=== EXTRACTO DE ORIGEN ===

Una explicación habitual atribuye esas causas a los fenómenos naturales como las sequías, la desertización y también a la corrupción de gobernantes a los que solo interesa su prosperidad personal. Una excelente manera de distribuir la responsabilidad entre una naturaleza inocente y una población culpable de su propia miseria por permitir gobernantes corruptos. De todo eso hay, sin duda. Pero se habla menos de otras causas que agravan el problema del hambre y que salpican a las naciones ricas.  Jean Ziegler, que fue relator especial de la ONU para el derecho a la alimentación, ha publicado un libro titulado Destrucción masiva, que aporta datos importantes para comprender el problema. El libro es irregular y algo desordenado, pero incluye datos y experiencias de primera mano contadas por una persona que ha intervenido directamente en muchos conflictos relacionados con el hambre.

El precio de los alimentos, sobre todo de aquellos de primera necesidad como el arroz, el trigo y el maíz, han aumentado exponencialmente a partir del 2008 y sobre todo del 2011, casualmente desde que comenzó la crisis. Por ejemplo: en ocho meses los precios del maíz aumentaron un 73%; el trigo aumentó en solo seis meses en distintos países entre el 16% y el 54%; el arroz subió un 46% durante el mismo período en Vietnam. Y así en otras partes. ¿Qué ha sucedido? Ziegler lo explica así: “como consecuencia de la implosión de los mercados financieros, que ellos mismos provocaron, los `tiburones tigre´ más peligrosos y por encima de todos los Hedge Funds estadounidenses, migraron a los mercados de materias primas, especialmente a los mercados agroalimentarios.” Y estos mercados encontraron en la fabricación de biocombustibles uno de los negocios más rentables. Un ejemplo: en Sierra Leona, el país más pobre del mundo, una empresa multinacional (Addax Bioenergy) ha adquirido una concesión de 20.000 hectáreas, ampliables a 57.000,  para fabricar bioetanol destinado al consumo europeo, operación financiada por el Banco Europeo de Inversión y el Banco Africano de Desarrollo. Esta operación implicará expulsar de sus tierras a muchos campesinos que obtenían de ellas arroz, mandioca y legumbres a cambio de unos dudosos puestos de trabajo en la nueva empresa. En cualquier caso, esas tierras ya no producirán alimentos sino combustibles para automóviles que esos campesinos ni conocen. Y, según Ziegler, son incontables los terrenos del tercer mundo que las empresas multinacionales han comprado para sustituir la producción de alimentos por el cultivo de plantas destinadas a fabricar biocombustibles. Es evidente que resulta más rentable alimentar automóviles que seres humanos.

Y no es solo eso. Los apóstoles del libre mercado callan ante las subvenciones de que disfruta la agricultura europea y que impiden a los agricultores de países pobres ofrecer sus productos a occidente a precios competitivos. Tampoco se habla de las llamadas compras de terrenos y cosechas a futuro que realizan los fondos de inversión, adquiriéndolas por anticipado para ofrecer los productos cuando los precios hayan subido. Hasta el senado estadounidense mostró su preocupación por una “especulación excesiva” en los mercados del trigo ya que algunos traders poseen hasta 53.000 contratos al mismo tiempo. Mientras tanto, muchas subvenciones públicas de países ricos se entregan a dudosos gobiernos  o intermediarios sin tomarse el trabajo de gestionar y verificar su empleo, con el único objetivo de mejorar las estadísticas de ayuda al subdesarrollo.

=== LISTADO DE DATOS ===

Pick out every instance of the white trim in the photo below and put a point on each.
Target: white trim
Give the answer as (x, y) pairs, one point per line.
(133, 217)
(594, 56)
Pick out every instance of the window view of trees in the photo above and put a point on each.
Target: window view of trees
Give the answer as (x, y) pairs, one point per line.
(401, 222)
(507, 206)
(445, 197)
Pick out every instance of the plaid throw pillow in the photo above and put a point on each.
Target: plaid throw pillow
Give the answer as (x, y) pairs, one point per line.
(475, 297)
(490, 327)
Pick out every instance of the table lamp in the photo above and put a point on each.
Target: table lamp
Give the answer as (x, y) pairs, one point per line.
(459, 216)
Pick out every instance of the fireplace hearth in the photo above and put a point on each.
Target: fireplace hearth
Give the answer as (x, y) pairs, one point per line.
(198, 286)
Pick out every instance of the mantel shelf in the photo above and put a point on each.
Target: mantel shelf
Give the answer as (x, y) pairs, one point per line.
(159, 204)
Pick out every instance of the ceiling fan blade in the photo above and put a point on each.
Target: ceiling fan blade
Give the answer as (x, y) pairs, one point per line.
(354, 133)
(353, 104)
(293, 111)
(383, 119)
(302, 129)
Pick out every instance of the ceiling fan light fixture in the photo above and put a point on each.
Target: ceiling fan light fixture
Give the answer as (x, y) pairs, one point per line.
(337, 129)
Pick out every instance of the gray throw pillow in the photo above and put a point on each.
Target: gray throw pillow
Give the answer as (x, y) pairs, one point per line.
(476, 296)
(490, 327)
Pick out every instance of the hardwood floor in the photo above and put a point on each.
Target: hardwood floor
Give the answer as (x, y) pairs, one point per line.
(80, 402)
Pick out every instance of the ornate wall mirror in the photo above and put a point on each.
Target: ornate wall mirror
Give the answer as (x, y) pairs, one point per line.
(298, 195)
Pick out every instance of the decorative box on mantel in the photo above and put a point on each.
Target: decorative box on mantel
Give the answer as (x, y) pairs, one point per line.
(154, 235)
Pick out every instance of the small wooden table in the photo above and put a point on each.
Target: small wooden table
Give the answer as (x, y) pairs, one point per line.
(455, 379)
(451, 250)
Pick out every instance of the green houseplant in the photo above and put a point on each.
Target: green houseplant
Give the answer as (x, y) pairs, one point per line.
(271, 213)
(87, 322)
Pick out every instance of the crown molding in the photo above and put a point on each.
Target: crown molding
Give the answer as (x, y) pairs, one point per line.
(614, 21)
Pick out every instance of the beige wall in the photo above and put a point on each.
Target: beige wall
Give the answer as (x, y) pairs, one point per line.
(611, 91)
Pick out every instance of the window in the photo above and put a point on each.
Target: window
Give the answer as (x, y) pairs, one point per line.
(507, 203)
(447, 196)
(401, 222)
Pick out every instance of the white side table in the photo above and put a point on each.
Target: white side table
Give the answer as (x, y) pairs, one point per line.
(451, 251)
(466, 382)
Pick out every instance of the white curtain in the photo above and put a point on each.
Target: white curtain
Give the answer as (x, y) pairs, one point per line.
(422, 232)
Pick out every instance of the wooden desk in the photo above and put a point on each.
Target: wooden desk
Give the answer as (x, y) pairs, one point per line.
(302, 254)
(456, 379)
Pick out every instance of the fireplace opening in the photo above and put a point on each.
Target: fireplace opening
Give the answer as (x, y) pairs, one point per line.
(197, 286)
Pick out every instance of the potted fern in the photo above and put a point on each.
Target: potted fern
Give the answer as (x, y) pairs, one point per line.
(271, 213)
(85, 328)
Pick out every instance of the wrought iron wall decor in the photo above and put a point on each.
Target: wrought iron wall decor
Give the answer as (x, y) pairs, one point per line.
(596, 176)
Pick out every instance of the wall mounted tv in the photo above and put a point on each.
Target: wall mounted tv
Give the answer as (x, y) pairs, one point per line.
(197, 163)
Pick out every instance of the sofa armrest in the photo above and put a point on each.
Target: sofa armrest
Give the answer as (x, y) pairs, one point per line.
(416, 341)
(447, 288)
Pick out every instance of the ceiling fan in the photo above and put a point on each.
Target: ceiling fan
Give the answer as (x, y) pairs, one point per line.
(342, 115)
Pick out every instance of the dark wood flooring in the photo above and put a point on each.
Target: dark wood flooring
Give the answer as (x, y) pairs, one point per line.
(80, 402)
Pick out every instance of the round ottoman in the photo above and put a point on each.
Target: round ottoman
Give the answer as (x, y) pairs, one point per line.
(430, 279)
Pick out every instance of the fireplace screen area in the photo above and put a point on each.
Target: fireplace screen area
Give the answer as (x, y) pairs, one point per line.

===

- _TAREAS REQUERIDAS_:
1. Reproduce el pasaje del texto sobre el hambre que va desde "Y no es solo" hasta "ayuda al subdesarrollo.", ambos incluidos.
2. Según el texto sobre el hambre, ¿qué cargo desempeñó Jean Ziegler en la ONU?
3. Prolonga el texto sobre el hambre a partir de su última oración.

- _RESPUESTAS POR TAREA_:
1.
Y no es solo eso. Los apóstoles del libre mercado callan ante las subvenciones de que disfruta la agricultura europea y que impiden a los agricultores de países pobres ofrecer sus productos a occidente a precios competitivos. Tampoco se habla de las llamadas compras de terrenos y cosechas a futuro que realizan los fondos de inversión, adquiriéndolas por anticipado para ofrecer los productos cuando los precios hayan subido. Hasta el senado estadounidense mostró su preocupación por una “especulación excesiva” en los mercados del trigo ya que algunos traders poseen hasta 53.000 contratos al mismo tiempo. Mientras tanto, muchas subvenciones públicas de países ricos se entregan a dudosos gobiernos  o intermediarios sin tomarse el trabajo de gestionar y verificar su empleo, con el único objetivo de mejorar las estadísticas de ayuda al subdesarrollo.

2. Fue relator especial de la ONU para el derecho a la alimentación.

3.
Hay que reconocer que las propuestas represivas tienen mayores posibilidades de ser aplicadas que la única solución razonable a este problema, que se interna en el resbaladizo terreno de la utopía: conseguir que los inmigrantes puedan vivir en sus países. Aunque estamos en la primera época histórica en que este objetivo sería técnicamente posible, para ello sería necesario el empleo de un recurso mucho más escaso que los fondos necesarios: la voluntad política de hacerlo. Si bien es verdad que las condiciones climáticas y la existencia de gobiernos corruptos es una de las causas del hambre, también lo es que la especulación de empresas multinacionales de los países ricos están agravando el problema sin que occidente intente siquiera reaccionar. Y no es verdad que los países ricos carezcan de competencias en este problema: los fondos de inversión no pagan impuestos en sus transacciones, los paraísos fiscales donde operan están incluso dentro de la Unión Europea, los bancos con los que trabajan están bajo la autoridad de los gobiernos, la desregulación de las finanzas es escandalosa. Y mientras cuando estalló la crisis salieron de debajo de las piedras ingentes cantidades de dinero para salvar al sector financiero, nada parecido se ha hecho ante un problema mucho más grave: la muerte por hambre de decenas de millones de personas al año. Todo ello sin entrar en el tema de las consecuencias de las antiguas políticas coloniales, de cuyos efectos, que aún perduran, las naciones europeas tienen alguna responsabilidad, aunque no pueda hablarse ya de culpa.

Se pueden seguir inventando métodos para evitar la llegada de inmigrantes: no servirán para evitar su entrada sino solo para provocar más daños a algunos de ellos.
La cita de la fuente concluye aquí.